Data listing
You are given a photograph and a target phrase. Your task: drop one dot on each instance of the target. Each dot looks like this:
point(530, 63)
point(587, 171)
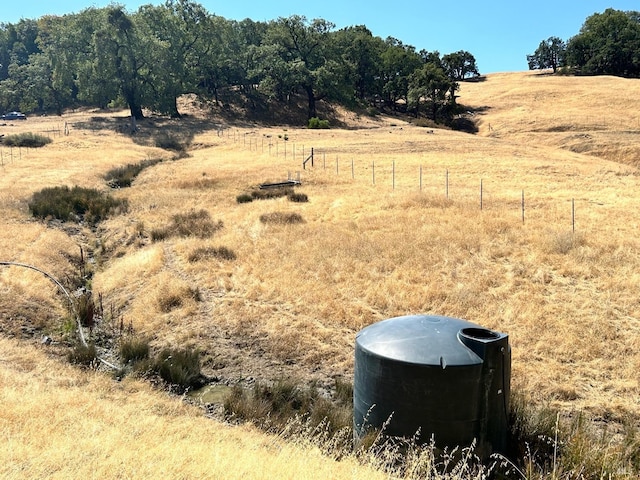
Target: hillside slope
point(395, 224)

• PROMPT: Duplicate each row above verbatim, leaving out the pictures.

• SOLVED PROBLEM:
You are given a photograph and a target phrase. Your task: drop one dot on each instance of the target. Each dot looks like this:
point(530, 63)
point(587, 171)
Target: hillside slope
point(395, 224)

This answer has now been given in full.